Accordingly, it is an object of the present invention to provide an electrostatic capacity type encoder which enables the device to be designed to be smaller, simpler and cheaper to produce, less sensitive to vibration and shock, and less sensitive to electrical noise.
BRIEF DESCRIPTION OF THE DRAWINGS The present invention will be described by way of exemplary embodiments, but not limitations, illustrated in the accompanying drawings in which like references denote similar elements, and in which:
FIG. 1 illustrates the main components of a single channel rotary encoder made according to the present invention.
FIG. 2 illustrates the capacitive elements of a linear encoder in further details.
FIGS. 3a-3b illustrates the side view and the signal waveforms of the encoder of FIG. 2, fitted with a square wave modulated rotor in one primary position.
FIGS. 4a-4c illustrates the side view and the signal waveforms of the encoder of FIG. 2 where the square wave modulated rotor is in another primary positions. Also illustrated is a side view of a sensor with a sine wave modulated rotor.
FIGS. 5a-5b illustrates top and side view of a fine/coarse rotary encoder with two receive channels.
FIGS. 6a-6b illustrates a fine/coarse linear encoder, with options of one or two receive channels.
FIG. 7 illustrates the receiver section of a three channels enhancement to the encoder presented in FIG. 6.
FIG. 8 illustrates an interlaced, space saving, alternative to the two channel encoder presented in FIG. 6 with two exemplary rotor options.
FIG. 9 illustrates a rotary implementation of interlaced encoder presented in FIG. 8.
FIGS. 10a-10d illustrates the special embodiment where the second channel is used to detect a single index position, and describe the principle of the “key” autocorrelation matching mechanism.
FIG. 11 illustrates an interlaced, space saving, alternative to FIG. 10.
FIGS. 12a-12b illustrates the principle of a linear reflective sensor that requires only two components.
FIG. 13 illustrates a reflective rotary sensor.
FIGS. 14a-14b illustrates one embodiment of a random frequency excitation generator and the related waveforms.
FIG. 15 illustrates one embodiment of the signal processing units used in the encoder of FIG. 1.
FIG. 16 illustrates one embodiment of the Digital Demodulator Unit core used in the signal processing unit of FIG. 15.
FIGS. 17a-17b illustrates one embodiment and logic description of a Post Angle Processor unit used in the signal processing unit of FIG. 15.
DETAILED DESCRIPTION OF THE INVENTION In the following description, for purposes of explanation, specific numbers, materials and configurations are set forth in order to provide a thorough understanding of the present invention. However, it will be apparent to one skilled in the art that the present invention may be practiced without the specific details. In other instances, well known features are omitted or simplified in order not to obscure the present invention.

:: RECORDED INFORMATION ::
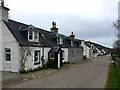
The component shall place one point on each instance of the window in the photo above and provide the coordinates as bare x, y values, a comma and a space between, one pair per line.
7, 54
37, 57
51, 55
63, 54
59, 40
71, 43
30, 35
33, 36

:: PROBLEM SET ::
A - In the encoder text, what does FIG. 15 illustrate?
B - Please carry on the encoder text from its last sentence.
The entries are separate material and are unrelated to the encoder text.

:: SOLVED PROBLEMS ::
A - One embodiment of the signal processing units used in the encoder of FIG. 1.

B -
FIG. 1 illustrates the main components of the present invention single channel rotary encoder; where an excitation generator 200 generate two perpendicular square signals 201, 202 to two sets of metal transmit plates 5 printed on a single plane of a Printed Circuit Board [PCB]. Those static transmitter 1 plates, together with a rotating rotor 2 made of dielectric material, and two sets of static receiving plates 9 imprinted on the receiver 3, form the four different variable capacitors, needed to electrically detect the relative position of the rotor and the stators. The differential signal received by the receiver plates 9, is amplified by a differential amplifier 251, and further amplified by externally gain controlled amplifier 260 that provides constant signal levels. Signal Processor unit 250 demodulates the encoder signal 270. The use of a square shaped rotor 2 generate a trapezoid signal 287 at the outputs of the Signal Processor 250, an alternative use of a sine shaped rotor 4 will result with sine and cosine 274, 275 signals as known in the art and described in previous patents. For clarification, every electrical cycle made of a combination of four transmitting plates 13(a), two receiving plates 13(b) and one cycle of the rotor pattern 13(c) is enclosed in dashed section.
FIG. 2 illustrates the capacitive elements of a linear encoder in further details: the transmitter 1 is made of a printed circuit board where on the isolated substrate 16 two sets 5,6 of interlaced capacitor plates are fabricated, the metal patterns are made using lithographic techniques known in the art. The transmitter plates are divided into two groups, the “main” set of identical plates 5,7 connected with interconnect lines 18 and driven by one phase 202 of the excitation generator 200 and the “shifted” set 6,8 driven by the orthogonal excitation signal 201 through another interconnect line 18. The receiver 3 is made of a similar printed circuit board where on the isolated substrate 17 two sets 9, 10 of interlaced capacitor plates are fabricated, those sets are connected with interconnect lines 19 and drive a differential receiver amplifier 251. The combination of two transmit and two receive plates creates a matrix of four dependent variable capacitors, used to electrically detect the relative position of the rotor and the stator, this matrix is farther explained later. The pattern printed on the receiver and transmitter is made of two non intersecting areas that can be fabricated using planar two dimensional techniques, without the need of a third dimension “via” interconnect between different layers of the PCB. The square shaped profile rotor 2 is made of any dielectric material known in the art like polycarbonate, the thickness of the capacitor is amplitude modulated by the pattern. Moving the rotor along the transmitter and receiver results in a trapezoid shaped signal. An optional rotor 4 where the thickness is sine modulated, will generate sine and cosine outputs. For clarification, enclosed in dashed section 13, are a set of four adjacent transmitter plates 5,6,7,8 on the transmitter 1 that interacts with one set of two adjacent receiver plates 9,10 on the receiver 2 and one set of “thick” part 11 and “thin” part 12 on the rotor 2.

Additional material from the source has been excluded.